Given passage »
No uninitialized memory
Memory in Compis is always initialized. When no initializer or initial value is provided, memory is zeroed. Therefore, all types in Compis are valid when their memory is all zero.
type Vec3 { x, y, z f32 }
var v Vec3 // initialized to {0.0, 0.0, 0.0}
Variables
Compis has variables var
and one-time bindings let
. let
bindings are not variable, they can not be reassigned once defined to. The type can be omitted if a value is provided (the type is inferred from the value.) The value can be omitted for var
if type is defined.
var b i32 = 1 // a 32-bit signed integer
var a = 1 // type inferred as "int"
a = 2 // update value of a to 2
var c u8 // zero initialized
let d i64 = 1 // a 64-bit signed integer
let e = 1 // type inferred as "int"
e = 2 // error: cannot assign to binding
let f i8 // error: missing value
FUTURE: introduce a
const
type for immutable compile-time constants
FUTURE: support deferred binding, e.g.

Data for this task »
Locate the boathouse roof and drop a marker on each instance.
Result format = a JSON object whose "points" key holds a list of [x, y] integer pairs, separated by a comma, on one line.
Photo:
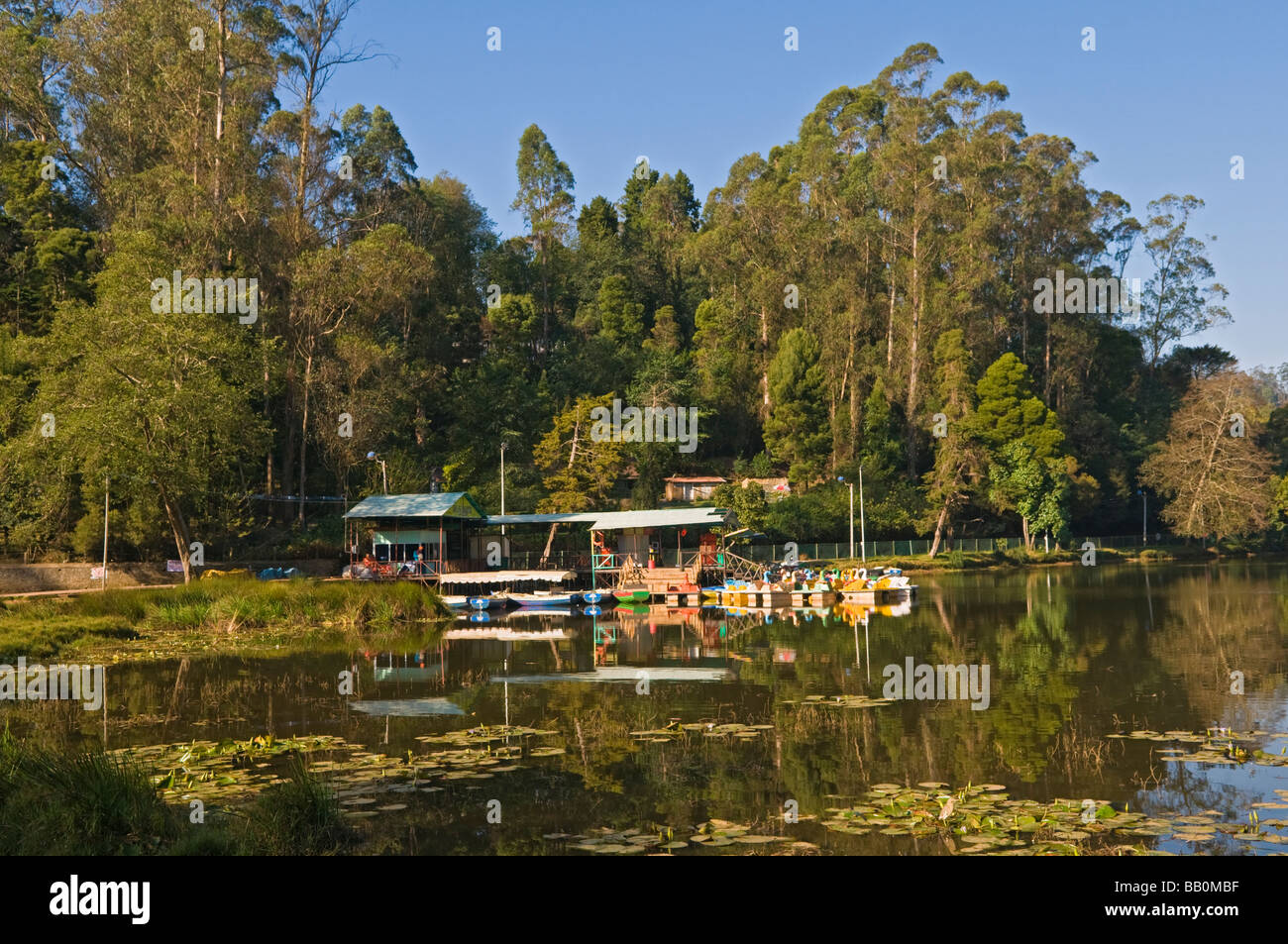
{"points": [[437, 505]]}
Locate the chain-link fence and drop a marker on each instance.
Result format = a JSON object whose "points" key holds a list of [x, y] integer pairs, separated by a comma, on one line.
{"points": [[835, 550]]}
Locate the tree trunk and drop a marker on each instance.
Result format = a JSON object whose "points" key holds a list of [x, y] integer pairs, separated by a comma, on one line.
{"points": [[179, 530], [939, 531], [304, 429]]}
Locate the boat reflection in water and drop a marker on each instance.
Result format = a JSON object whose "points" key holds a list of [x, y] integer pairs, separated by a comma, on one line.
{"points": [[621, 646]]}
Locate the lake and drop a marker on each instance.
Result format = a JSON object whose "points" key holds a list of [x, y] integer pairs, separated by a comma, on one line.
{"points": [[1098, 707]]}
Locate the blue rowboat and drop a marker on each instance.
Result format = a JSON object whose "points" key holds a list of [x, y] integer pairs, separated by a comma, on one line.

Required actions »
1 – Write out the Compis passage from "a = 2 // update" to "deferred binding, e.g." word for word.
2 – Rescale every entry: repeat all of their lines, requests included, but multiply each x and y coordinate in the answers by 0.75 and round it to a whole number, with halves rounded up. Leave the pictures out.

The answers »
1 –
a = 2 // update value of a to 2
var c u8 // zero initialized
let d i64 = 1 // a 64-bit signed integer
let e = 1 // type inferred as "int"
e = 2 // error: cannot assign to binding
let f i8 // error: missing value
FUTURE: introduce a
const
type for immutable compile-time constants
FUTURE: support deferred binding, e.g.

2 –
Locate the boathouse roof and drop a marker on each instance.
Result format = a JSON object whose "points" key holds a list of [x, y] integer pairs, separated by a comma, on one line.
Photo:
{"points": [[328, 379]]}
Locate the chain-link fence and drop a marker on each instance.
Result format = a JSON object whose "points" key holds a list of [x, y] integer pairs, separated by a comma, on one line.
{"points": [[626, 413]]}
Locate the tree trunk and drop a marker on each instance.
Result format = a JSON object whose "points" key holds a list of [x, y] integer pairs, separated by a comma, on one line.
{"points": [[134, 398], [704, 398], [228, 322]]}
Locate the boat reflection in water and drop a marker on each instance.
Result format = a JSON object whose "points" key holds a list of [x, y] integer pairs, separated by a comma, on one line.
{"points": [[466, 485]]}
Locate the lake and drop a marker on each instance.
Result format = a JSON object whose "points" key holds a list of [x, y] integer pairs, separated by a comma, on one line.
{"points": [[824, 530]]}
Locate the blue rowboat and drop a marker on each instance.
Result format = a JSON object whose "points" key holds a list of [x, y] integer pairs, separated by a comma, on one line.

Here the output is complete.